### INPUT RECORDS
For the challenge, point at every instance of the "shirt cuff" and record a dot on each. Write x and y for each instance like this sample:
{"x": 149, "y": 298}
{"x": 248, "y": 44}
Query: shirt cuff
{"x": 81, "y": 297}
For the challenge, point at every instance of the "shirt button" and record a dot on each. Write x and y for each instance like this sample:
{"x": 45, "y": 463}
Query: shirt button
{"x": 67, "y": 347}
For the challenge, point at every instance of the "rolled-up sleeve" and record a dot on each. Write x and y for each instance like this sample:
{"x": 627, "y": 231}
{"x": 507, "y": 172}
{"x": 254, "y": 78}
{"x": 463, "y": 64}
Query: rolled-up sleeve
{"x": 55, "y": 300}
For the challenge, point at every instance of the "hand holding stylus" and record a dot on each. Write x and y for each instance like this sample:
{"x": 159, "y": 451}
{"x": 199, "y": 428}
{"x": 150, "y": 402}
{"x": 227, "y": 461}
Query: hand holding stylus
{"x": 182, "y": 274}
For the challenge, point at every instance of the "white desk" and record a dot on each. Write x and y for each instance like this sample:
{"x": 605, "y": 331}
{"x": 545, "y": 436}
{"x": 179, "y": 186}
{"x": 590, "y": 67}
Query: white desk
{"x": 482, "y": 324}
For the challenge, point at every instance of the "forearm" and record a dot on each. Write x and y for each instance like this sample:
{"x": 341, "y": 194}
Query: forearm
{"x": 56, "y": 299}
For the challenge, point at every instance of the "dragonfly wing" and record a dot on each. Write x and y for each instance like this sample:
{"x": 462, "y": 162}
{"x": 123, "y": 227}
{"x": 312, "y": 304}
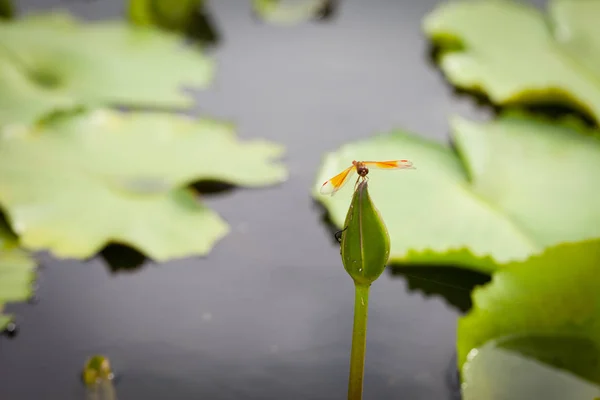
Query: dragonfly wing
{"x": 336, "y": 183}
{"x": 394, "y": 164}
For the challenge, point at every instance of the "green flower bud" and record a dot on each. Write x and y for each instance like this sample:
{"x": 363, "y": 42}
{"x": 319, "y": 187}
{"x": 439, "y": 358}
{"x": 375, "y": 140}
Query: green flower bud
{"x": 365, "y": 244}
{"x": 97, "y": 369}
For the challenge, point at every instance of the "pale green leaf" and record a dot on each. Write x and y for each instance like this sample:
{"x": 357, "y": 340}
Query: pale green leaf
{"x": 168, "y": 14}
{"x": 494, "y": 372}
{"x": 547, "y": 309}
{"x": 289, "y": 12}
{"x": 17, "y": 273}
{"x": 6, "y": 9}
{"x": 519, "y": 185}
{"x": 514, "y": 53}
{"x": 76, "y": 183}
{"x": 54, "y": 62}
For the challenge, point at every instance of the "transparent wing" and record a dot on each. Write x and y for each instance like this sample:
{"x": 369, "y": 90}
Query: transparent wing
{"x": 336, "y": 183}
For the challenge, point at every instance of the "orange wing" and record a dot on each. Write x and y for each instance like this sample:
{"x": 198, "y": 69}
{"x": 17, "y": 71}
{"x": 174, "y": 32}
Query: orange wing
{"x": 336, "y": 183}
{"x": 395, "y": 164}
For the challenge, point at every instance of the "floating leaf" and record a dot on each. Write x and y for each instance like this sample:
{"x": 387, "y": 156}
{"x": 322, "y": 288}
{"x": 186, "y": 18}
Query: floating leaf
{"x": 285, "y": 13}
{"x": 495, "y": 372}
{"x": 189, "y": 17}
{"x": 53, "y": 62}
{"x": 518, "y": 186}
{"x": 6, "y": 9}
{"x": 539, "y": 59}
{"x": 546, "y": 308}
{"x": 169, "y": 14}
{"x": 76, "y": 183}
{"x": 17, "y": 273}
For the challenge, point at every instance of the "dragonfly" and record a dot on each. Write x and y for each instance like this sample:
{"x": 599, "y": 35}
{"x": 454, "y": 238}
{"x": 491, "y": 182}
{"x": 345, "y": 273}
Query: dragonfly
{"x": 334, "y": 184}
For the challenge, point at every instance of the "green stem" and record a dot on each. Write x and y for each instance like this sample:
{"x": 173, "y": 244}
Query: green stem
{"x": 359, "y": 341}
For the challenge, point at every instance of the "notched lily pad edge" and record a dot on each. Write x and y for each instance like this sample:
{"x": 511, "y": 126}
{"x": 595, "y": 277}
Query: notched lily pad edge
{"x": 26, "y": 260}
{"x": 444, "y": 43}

### REQUIRED TASK
Write out each line of the data exactly; the images should be left out.

### RESPONSE FOR THIS EXERCISE
For the challenge, point at every instance of the "shirt cuff" and record a dot on each. Write x and y for each instance like this sample:
{"x": 149, "y": 298}
{"x": 248, "y": 44}
Query: shirt cuff
{"x": 81, "y": 297}
For the challenge, point at every instance of the "shirt button" and record a dot on each. Write x and y for each instance like this sample:
{"x": 45, "y": 463}
Query: shirt button
{"x": 67, "y": 347}
For the challenge, point at every instance of the "rolled-up sleeve" and record a dot on each. Write x and y for each instance like this sample:
{"x": 627, "y": 231}
{"x": 507, "y": 172}
{"x": 254, "y": 78}
{"x": 463, "y": 64}
Query: rolled-up sleeve
{"x": 55, "y": 300}
For the challenge, point at every instance of the "hand holding stylus" and record a dot on each. Write x and y for each instance like this sample:
{"x": 159, "y": 451}
{"x": 199, "y": 428}
{"x": 150, "y": 402}
{"x": 227, "y": 461}
Query: hand holding stylus
{"x": 182, "y": 274}
For the challenge, point at every instance of the "white desk" and record a dot on each. Write x and y for each instance like this sample:
{"x": 605, "y": 331}
{"x": 545, "y": 436}
{"x": 179, "y": 186}
{"x": 590, "y": 67}
Query: white desk
{"x": 482, "y": 324}
For the challenge, point at every instance of the "forearm" and record a dot on each. Write x and y for each instance like this sample:
{"x": 341, "y": 194}
Query: forearm
{"x": 56, "y": 299}
For the challenge, point at every instance of the "dragonfly wing" and record a dot on each. Write x and y for each instance like this sample:
{"x": 462, "y": 162}
{"x": 123, "y": 227}
{"x": 312, "y": 304}
Query: dragonfly wing
{"x": 336, "y": 183}
{"x": 394, "y": 164}
For the challenge, point at every instance of the "green flower bud" and record a dot on each. Write x and y for each instance like this sample:
{"x": 363, "y": 42}
{"x": 319, "y": 187}
{"x": 439, "y": 358}
{"x": 375, "y": 140}
Query: green flower bud
{"x": 365, "y": 244}
{"x": 97, "y": 369}
For the challenge, point at every instance of the "pale green leaf" and record a dot on each. Write x and y for each instance like this sample:
{"x": 357, "y": 340}
Query: pale green leaf
{"x": 168, "y": 14}
{"x": 494, "y": 372}
{"x": 547, "y": 309}
{"x": 289, "y": 12}
{"x": 17, "y": 273}
{"x": 6, "y": 9}
{"x": 519, "y": 185}
{"x": 514, "y": 53}
{"x": 76, "y": 183}
{"x": 54, "y": 62}
For the challenge, point at every instance of the "transparent wing" and record a dot on each. Write x and y for each instance like this sample:
{"x": 369, "y": 90}
Query: transparent wing
{"x": 336, "y": 183}
For the challenge, point at every instance of the "orange wing" and record a dot on each. Write x and y for each instance like this sample:
{"x": 198, "y": 69}
{"x": 17, "y": 71}
{"x": 174, "y": 32}
Query: orange wing
{"x": 336, "y": 183}
{"x": 395, "y": 164}
For the challenge, point at every instance of the "floating leaf" and record a dot on each. Write x and y for each instance like this sample:
{"x": 387, "y": 156}
{"x": 322, "y": 288}
{"x": 186, "y": 18}
Query: floating leaf
{"x": 285, "y": 13}
{"x": 495, "y": 372}
{"x": 189, "y": 17}
{"x": 53, "y": 62}
{"x": 518, "y": 186}
{"x": 6, "y": 9}
{"x": 539, "y": 59}
{"x": 546, "y": 308}
{"x": 169, "y": 14}
{"x": 76, "y": 183}
{"x": 17, "y": 273}
For the challenge, point at every instance of the "dragonfly" and record a dot on each. Write x and y for each instance like this sample:
{"x": 599, "y": 35}
{"x": 454, "y": 238}
{"x": 491, "y": 182}
{"x": 345, "y": 273}
Query: dragonfly
{"x": 334, "y": 184}
For the challenge, point at every instance of the "green stem" and record a dot on each. Write x and y for each instance like this sample:
{"x": 173, "y": 244}
Query: green stem
{"x": 359, "y": 341}
For the challenge, point at every instance of the "notched lily pad edge" and record a dot on each. Write x and y for each instance like this sample:
{"x": 511, "y": 126}
{"x": 595, "y": 277}
Query: notched lily pad edge
{"x": 26, "y": 260}
{"x": 444, "y": 43}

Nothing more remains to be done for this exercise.